- **Exercise task**: Restate the entries below verbatim.

- **Stored records**:
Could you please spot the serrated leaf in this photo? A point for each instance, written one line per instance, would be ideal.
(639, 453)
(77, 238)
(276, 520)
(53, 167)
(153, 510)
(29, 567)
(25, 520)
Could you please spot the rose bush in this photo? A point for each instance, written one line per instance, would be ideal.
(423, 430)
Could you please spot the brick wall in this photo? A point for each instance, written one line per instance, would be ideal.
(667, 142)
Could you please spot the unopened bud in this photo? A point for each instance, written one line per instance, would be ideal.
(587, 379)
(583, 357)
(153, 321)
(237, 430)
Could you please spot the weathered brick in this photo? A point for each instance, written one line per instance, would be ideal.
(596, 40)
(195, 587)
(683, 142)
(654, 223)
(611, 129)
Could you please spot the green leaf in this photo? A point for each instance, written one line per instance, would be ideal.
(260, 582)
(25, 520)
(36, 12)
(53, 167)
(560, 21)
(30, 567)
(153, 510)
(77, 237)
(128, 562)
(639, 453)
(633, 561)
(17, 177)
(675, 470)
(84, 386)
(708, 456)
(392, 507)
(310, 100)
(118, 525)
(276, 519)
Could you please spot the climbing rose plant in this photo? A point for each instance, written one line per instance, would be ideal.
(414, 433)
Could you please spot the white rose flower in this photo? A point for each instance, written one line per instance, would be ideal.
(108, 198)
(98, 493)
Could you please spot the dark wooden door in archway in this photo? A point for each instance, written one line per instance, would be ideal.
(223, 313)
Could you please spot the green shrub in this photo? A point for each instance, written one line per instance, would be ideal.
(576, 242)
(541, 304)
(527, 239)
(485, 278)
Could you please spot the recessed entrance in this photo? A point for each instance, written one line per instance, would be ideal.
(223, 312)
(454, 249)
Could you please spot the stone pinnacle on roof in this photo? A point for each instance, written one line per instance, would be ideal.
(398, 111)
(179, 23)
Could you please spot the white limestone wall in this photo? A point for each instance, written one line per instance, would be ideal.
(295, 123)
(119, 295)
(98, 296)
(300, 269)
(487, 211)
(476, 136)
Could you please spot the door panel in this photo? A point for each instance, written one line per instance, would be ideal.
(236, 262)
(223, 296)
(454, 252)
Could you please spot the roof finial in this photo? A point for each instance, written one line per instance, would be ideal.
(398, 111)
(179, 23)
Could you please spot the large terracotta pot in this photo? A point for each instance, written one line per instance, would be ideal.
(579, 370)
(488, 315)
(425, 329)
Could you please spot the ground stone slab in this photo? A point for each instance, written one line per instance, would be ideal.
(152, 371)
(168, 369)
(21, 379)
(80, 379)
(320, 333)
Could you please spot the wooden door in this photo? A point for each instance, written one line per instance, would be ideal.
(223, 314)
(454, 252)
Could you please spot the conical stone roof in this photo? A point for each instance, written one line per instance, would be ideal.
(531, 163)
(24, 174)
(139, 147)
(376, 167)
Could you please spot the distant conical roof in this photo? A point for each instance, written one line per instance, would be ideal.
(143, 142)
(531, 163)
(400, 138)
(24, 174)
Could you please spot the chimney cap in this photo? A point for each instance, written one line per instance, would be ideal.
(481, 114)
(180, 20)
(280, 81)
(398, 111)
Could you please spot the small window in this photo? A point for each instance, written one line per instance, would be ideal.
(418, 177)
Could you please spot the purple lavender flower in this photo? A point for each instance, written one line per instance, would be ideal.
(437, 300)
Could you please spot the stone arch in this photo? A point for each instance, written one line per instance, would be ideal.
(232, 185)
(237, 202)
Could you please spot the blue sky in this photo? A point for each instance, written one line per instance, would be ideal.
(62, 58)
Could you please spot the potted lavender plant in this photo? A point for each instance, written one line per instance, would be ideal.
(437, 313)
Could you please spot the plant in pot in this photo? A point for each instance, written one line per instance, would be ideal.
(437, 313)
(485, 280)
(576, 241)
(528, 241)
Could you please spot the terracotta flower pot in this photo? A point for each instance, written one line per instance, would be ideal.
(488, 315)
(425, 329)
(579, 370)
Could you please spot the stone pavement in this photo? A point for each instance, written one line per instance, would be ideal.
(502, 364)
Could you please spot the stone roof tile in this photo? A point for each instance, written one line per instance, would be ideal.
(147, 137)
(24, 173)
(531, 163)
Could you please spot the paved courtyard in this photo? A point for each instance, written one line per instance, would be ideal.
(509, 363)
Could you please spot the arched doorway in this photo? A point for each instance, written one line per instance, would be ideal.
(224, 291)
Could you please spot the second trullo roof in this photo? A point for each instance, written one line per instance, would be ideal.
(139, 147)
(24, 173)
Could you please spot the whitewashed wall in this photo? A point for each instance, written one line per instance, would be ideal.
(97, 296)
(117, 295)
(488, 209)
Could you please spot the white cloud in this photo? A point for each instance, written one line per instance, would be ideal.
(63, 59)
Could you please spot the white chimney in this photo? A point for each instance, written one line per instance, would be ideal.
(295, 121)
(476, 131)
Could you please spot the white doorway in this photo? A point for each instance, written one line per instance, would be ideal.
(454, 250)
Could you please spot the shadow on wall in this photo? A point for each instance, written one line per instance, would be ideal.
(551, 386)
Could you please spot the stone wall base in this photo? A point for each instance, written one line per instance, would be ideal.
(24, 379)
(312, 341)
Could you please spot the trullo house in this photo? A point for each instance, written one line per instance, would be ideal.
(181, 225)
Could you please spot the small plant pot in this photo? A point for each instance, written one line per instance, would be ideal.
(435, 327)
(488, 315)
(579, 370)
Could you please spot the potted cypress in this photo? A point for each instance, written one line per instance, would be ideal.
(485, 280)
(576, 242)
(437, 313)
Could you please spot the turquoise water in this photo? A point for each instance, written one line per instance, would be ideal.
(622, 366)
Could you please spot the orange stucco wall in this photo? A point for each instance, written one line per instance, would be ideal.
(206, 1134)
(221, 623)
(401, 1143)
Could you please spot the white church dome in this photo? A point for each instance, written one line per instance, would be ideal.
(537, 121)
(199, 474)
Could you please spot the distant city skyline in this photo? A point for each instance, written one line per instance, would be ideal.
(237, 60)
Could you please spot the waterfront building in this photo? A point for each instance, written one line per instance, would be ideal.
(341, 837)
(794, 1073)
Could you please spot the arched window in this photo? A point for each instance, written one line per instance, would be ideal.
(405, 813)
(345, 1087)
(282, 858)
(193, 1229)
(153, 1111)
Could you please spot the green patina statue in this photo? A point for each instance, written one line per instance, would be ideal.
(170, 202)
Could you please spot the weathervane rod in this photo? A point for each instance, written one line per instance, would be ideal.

- **Output**:
Could you please spot the serrated leaf in this photo? A point for each instance, written one line per instance, would be ideal.
(639, 453)
(77, 238)
(276, 520)
(53, 167)
(153, 510)
(29, 567)
(25, 520)
Could you please spot the rose bush in this photo? A point for each instance, written one line per instance, would be ideal.
(423, 430)
Could you please spot the brick wall in this photo? A point for each instance, written one line per instance, would be ideal.
(667, 142)
Could you please spot the unopened bud in this photo? A point for each instance, written one line per instance, would be ideal.
(587, 379)
(583, 357)
(153, 321)
(237, 430)
Could you please spot the weathered brick in this photo? A point for each instance, written one line per instance, would be ideal.
(596, 40)
(195, 587)
(683, 142)
(654, 223)
(611, 129)
Could you please spot the green leaf in this photo? A point for each instance, written one line per instance, would be ideal.
(260, 582)
(25, 520)
(36, 12)
(53, 167)
(560, 21)
(30, 567)
(153, 510)
(77, 237)
(128, 562)
(639, 453)
(633, 561)
(17, 177)
(675, 470)
(84, 386)
(708, 456)
(392, 507)
(310, 100)
(118, 525)
(276, 519)
Could you please spot the climbing rose plant in this photo? A point for each instance, written one line per instance, would be ideal.
(414, 433)
Could you please spot the white rose flower in this photo? A point for each instance, written one line per instance, would be ideal.
(108, 198)
(98, 493)
Could you please spot the dark wooden door in archway in this photo? A point for each instance, written one line per instance, would be ideal.
(223, 313)
Could you please spot the green shrub in this photo? A point for each instance, written one line per instance, would be ideal.
(576, 242)
(541, 304)
(527, 239)
(485, 278)
Could you please spot the recessed entrance in this photo? A point for each instance, written one line per instance, would be ideal.
(223, 312)
(454, 249)
Could you please spot the stone pinnacle on roof in this photo? A point for each instance, written one line per instance, would be ideal.
(398, 111)
(179, 23)
Could you please spot the white limestone wall in this photo? A point for each instance, written one line per instance, would be ideal.
(295, 123)
(119, 295)
(98, 296)
(300, 269)
(487, 211)
(476, 136)
Could you please spot the door panel in this photo? A point for each instance, written one line per instance, would be ideal.
(236, 262)
(223, 296)
(454, 252)
Could you please spot the roof finial in this photo? A point for each instance, written one line per instance, would be ideal.
(398, 111)
(179, 23)
Could you please spot the large terracotta pot in this photo? A point for each instance, written one line per instance, would be ideal.
(579, 370)
(488, 315)
(425, 329)
Could you please spot the ground stone slab in this photo? A point for each instance, written one line per instance, would be ideal.
(152, 371)
(168, 369)
(21, 379)
(80, 379)
(320, 333)
Could you please spot the wooden door in this photo? A point for each instance, written one line per instance, would be ideal.
(223, 314)
(454, 252)
Could you please spot the conical stone roof in this photo? A point for each instance, written one line per instance, would be ideal.
(531, 163)
(24, 174)
(139, 147)
(376, 167)
Could you please spot the distant conical roof in this photo? A point for each instance, written one line per instance, would be ideal.
(143, 142)
(531, 163)
(400, 138)
(24, 174)
Could you please spot the chimney cap in this photo? A point for each instance, written one line per instance, would be ideal.
(481, 114)
(180, 20)
(280, 81)
(398, 111)
Could you please spot the small window in this photo? A point for each instance, written one line per instance, would be ideal.
(418, 177)
Could you please spot the purple lavender flower in this photo? A point for each instance, written one line per instance, would be ideal.
(437, 300)
Could you please spot the stone arch in this photo? A point for each instance, written one line per instance, would be ideal.
(232, 185)
(237, 202)
Could you please spot the blue sky in this photo? A point for each instance, written one line per instance, would be ideal.
(62, 58)
Could you please spot the potted lavender plant in this photo? A point for each instance, written one line per instance, would be ideal.
(437, 313)
Could you please spot the plant in pot in this photo? A point for each instance, written one line per instance, would be ideal.
(437, 313)
(485, 280)
(576, 241)
(528, 241)
Could you please spot the terracotta flower pot in this photo? A point for each instance, written one line per instance, would be ideal.
(488, 315)
(425, 329)
(579, 370)
Could you please spot the stone pavement in this photo? A point for each instance, written one line per instance, would be ideal.
(502, 364)
Could you please spot the stone roof tile in this photo? A point for each instance, written one line per instance, would be ideal.
(147, 137)
(24, 173)
(531, 163)
Could you please spot the paved courtyard in this photo? A point for each instance, written one line per instance, would be ideal.
(509, 363)
Could you please spot the arched doorway in this photo? A point for each instance, written one line per instance, would be ideal.
(224, 291)
Could you please spot the second trullo roof in this photo? A point for each instance, written one line per instance, would be ideal.
(139, 147)
(24, 173)
Could you please spot the whitewashed wall in this photo? A point for each instance, written one line per instance, would be ideal.
(97, 296)
(117, 295)
(488, 209)
Could you please spot the white cloud in this photo? A point for each instance, written one line per instance, would be ideal.
(63, 59)
Could you please spot the white chimney in this photo? A point for each instance, written one line per instance, would be ideal.
(295, 121)
(476, 131)
Could you please spot the white doorway in this photo? A point for each instance, written one line per instance, would be ideal.
(454, 250)
Could you please spot the shadow on wall in this photo? A point for each instance, written one line per instance, would be ideal.
(551, 386)
Could you please spot the stone wall base in this photo? A point for each instance, written one line per instance, would be ideal.
(24, 379)
(312, 341)
Could you please spot the trullo house in this photo? A point for each instance, written one line per instance, would be ideal.
(181, 225)
Could you please spot the small plant pot in this photo? A point for each instance, written one line per instance, would be ideal.
(435, 327)
(488, 315)
(579, 370)
Could you please spot the potted cypress in this photo? A point for each instance, written one line per instance, would be ideal.
(485, 280)
(576, 242)
(437, 313)
Could you please spot the turquoise water in this photo? A point for each instance, written one line per instance, would be ideal.
(622, 366)
Could you please spot the orange stucco wall in this photo? A point for each instance, written one line per instance, would be ideal.
(206, 1134)
(221, 623)
(401, 1143)
Could you please spot the white church dome in this photo? A point for each instance, written one line per instance, would be ideal.
(537, 121)
(199, 474)
Could you please spot the distant city skyline in this photo? A point for each instance, written one line per instance, would be ideal.
(237, 60)
Could you please spot the waterfront building in this photo? A point for each instance, written one line per instance, would be ideal.
(341, 837)
(794, 1073)
Could you please spot the arched window in this photo? A point for each instance, written one line per instance, would be ideal.
(405, 813)
(345, 1087)
(282, 858)
(193, 1229)
(153, 1111)
Could you please spot the green patina statue in this photo? A point for each instance, written one line per instance, would be ideal.
(170, 202)
Could you please spot the weathervane rod in this photo? A point for each instance, written one line per instance, would be ideal.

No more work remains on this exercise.